We're fortunate, we've got a very mature team that handles a lot of those exchanges. My role from a data side of things is to make sure that what we're curating and putting available for those teams has high quality. So, we try to get the data on the front end and really make sure they’re scrubbed, indexed, catalogued, and defined. Then also, now the teams know where they can go to retrieve that information. I think that's key in showing how my role can play a facilitating role in interoperability. I'm not really the guy that's going to produce that for the exchanges, but I can make sure that the data are high quality and able to be exchanged and once the recipient gets the data, they know where the data go.
CHE: Increasingly, the need for real-world data is becoming more and more important. Patients are using Apple Watches and other wearable devices and smartphones to leverage data. How have you been using real-world data at Parkland?
Harrison: We are just beginning our journey into real-world data and it's something that I've been talking about over the past couple of months with my teams to really up their literacy. We're really shifting the paradigm right now in healthcare, not just a Parkland, moving from a system of record, which is largely EHR systems, over into a system of reference where we're
taking data from multiple systems, we're referencing that and we're blending it together in a comprehensive universe, like our warehouse.

*****

#### Using the information:
#1 According to the interview excerpt, what shift is healthcare undergoing?
#2 Quote the interview excerpt between "CHE: Increasingly, the" and "like our warehouse.", inclusive.
#3 Continue the interview excerpt about data at Parkland from its final sentence.
The records that follow have no connection to the interview excerpt.

*****

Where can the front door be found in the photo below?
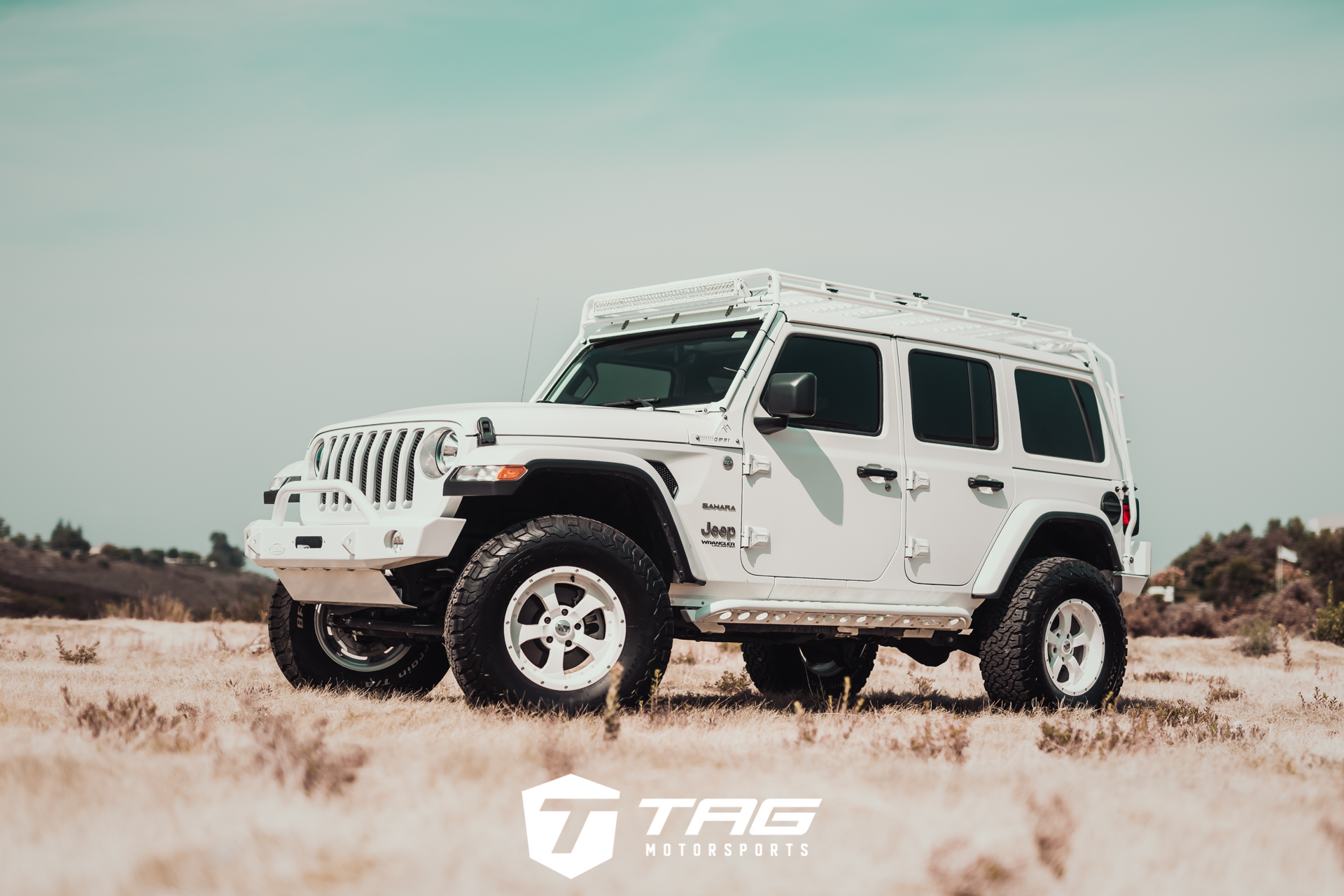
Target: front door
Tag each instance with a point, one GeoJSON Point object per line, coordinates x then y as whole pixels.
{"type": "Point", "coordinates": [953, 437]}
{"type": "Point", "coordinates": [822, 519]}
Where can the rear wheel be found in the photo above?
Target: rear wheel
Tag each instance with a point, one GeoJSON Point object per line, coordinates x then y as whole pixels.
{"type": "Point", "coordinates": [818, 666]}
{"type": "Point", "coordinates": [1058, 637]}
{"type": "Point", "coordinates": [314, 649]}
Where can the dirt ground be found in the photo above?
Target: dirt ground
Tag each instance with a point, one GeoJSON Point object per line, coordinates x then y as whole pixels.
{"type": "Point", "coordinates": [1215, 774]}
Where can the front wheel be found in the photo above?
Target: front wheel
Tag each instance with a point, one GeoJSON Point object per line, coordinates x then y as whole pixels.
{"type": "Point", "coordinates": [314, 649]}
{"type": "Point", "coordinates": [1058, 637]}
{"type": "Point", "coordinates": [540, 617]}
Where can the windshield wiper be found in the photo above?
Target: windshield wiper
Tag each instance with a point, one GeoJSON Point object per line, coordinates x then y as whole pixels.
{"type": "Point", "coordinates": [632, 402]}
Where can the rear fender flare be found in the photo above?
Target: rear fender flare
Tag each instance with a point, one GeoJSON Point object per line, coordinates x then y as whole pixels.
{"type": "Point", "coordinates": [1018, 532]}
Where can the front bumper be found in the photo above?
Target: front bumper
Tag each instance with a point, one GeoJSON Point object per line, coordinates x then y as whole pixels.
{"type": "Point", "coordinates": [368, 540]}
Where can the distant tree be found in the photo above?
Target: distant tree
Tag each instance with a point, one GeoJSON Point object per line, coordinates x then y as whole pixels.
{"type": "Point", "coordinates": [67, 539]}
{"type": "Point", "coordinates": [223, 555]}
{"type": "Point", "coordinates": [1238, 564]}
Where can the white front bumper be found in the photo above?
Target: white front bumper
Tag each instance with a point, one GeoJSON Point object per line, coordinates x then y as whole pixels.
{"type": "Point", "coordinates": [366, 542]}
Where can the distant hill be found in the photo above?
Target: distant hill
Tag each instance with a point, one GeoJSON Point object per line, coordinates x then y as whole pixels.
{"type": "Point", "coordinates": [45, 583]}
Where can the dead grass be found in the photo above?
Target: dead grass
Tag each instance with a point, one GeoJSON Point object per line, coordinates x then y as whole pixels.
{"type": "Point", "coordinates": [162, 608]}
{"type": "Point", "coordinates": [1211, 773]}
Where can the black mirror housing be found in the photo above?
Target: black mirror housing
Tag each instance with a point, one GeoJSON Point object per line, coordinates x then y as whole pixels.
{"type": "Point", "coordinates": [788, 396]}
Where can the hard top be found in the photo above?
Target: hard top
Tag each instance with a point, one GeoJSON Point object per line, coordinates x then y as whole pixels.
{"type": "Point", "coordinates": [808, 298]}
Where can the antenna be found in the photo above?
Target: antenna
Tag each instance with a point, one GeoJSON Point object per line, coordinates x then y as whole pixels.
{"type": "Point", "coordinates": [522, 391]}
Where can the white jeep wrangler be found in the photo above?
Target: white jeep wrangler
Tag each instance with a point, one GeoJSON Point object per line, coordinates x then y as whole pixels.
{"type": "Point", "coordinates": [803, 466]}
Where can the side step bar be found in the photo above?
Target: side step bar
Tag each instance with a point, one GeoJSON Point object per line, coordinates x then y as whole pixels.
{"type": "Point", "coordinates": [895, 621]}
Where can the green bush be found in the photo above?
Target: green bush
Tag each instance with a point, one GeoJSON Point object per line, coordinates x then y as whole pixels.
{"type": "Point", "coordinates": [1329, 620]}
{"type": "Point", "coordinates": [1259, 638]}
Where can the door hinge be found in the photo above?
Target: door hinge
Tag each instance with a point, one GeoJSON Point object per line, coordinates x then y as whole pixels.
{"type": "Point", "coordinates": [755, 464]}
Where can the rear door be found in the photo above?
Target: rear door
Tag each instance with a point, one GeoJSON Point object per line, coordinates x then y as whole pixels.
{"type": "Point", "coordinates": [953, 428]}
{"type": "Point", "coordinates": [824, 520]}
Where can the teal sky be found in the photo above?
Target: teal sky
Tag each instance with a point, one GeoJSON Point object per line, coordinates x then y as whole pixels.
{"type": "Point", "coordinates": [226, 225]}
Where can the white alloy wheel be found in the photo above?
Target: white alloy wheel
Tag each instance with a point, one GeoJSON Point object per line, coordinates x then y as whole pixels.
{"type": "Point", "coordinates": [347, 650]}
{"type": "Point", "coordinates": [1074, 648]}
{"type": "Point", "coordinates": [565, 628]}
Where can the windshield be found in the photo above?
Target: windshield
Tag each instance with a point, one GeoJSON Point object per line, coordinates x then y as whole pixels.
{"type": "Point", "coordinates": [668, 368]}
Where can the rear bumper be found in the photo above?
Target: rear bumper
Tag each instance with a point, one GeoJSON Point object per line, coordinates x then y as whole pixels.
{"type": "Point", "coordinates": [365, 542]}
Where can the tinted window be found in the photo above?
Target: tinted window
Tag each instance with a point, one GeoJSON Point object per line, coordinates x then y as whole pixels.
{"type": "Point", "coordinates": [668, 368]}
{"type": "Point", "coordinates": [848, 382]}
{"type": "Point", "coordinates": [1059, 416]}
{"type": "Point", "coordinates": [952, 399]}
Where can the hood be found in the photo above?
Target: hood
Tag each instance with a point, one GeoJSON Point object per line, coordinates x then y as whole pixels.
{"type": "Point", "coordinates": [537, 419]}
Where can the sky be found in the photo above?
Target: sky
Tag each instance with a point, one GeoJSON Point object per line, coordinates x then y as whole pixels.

*****

#### Your responses:
#1 It is moving from a system of record, largely EHR systems, to a system of reference.

#2
CHE: Increasingly, the need for real-world data is becoming more and more important. Patients are using Apple Watches and other wearable devices and smartphones to leverage data. How have you been using real-world data at Parkland?
Harrison: We are just beginning our journey into real-world data and it's something that I've been talking about over the past couple of months with my teams to really up their literacy. We're really shifting the paradigm right now in healthcare, not just a Parkland, moving from a system of record, which is largely EHR systems, over into a system of reference where we're
taking data from multiple systems, we're referencing that and we're blending it together in a comprehensive universe, like our warehouse.

#3
Then I think the area that we're moving towards is more of that system of engagement where patients are in charge of a wearable or a smartwatch or heart rate monitor. We've got our CMO and some of our physician leaders pushing virtual care where patients are actually taking devices home and we're connecting them in their home so that they can manage their disease conditions or their illness at home and not have to come into the hospital. All of those are really cool capabilities. But from a data guy like myself, it creates quite the conundrum of what do we do with all of those various entities? And how do we reference those in a single catalog so that people know what they're using? Those attributes are collected in multiple different systems, once again, we have to blend those in like that system of reference. And so, think it becomes super critical that you focus on data quality and entity resolution and making sure that we know what that attribute is, and it's defined, and if it's referenced in another system, we can then blend it together to enhance that attribute.
So, it's used across multiple systems, and not just one. And I think that's where we really see the future of healthcare going is to be more in the patient's hand where these wearables, these at-home medical devices are telling a story. That’s where we're really focusing our efforts at Parkland to become a little more agile. How can we integrate and persistently integrate those data points into our warehouse so that it tells the story and it's once again providing that information to our clinicians, business, and clinical operations so that they can drive decision making?
CHE: What about privacy concerns when it comes to all these data sets?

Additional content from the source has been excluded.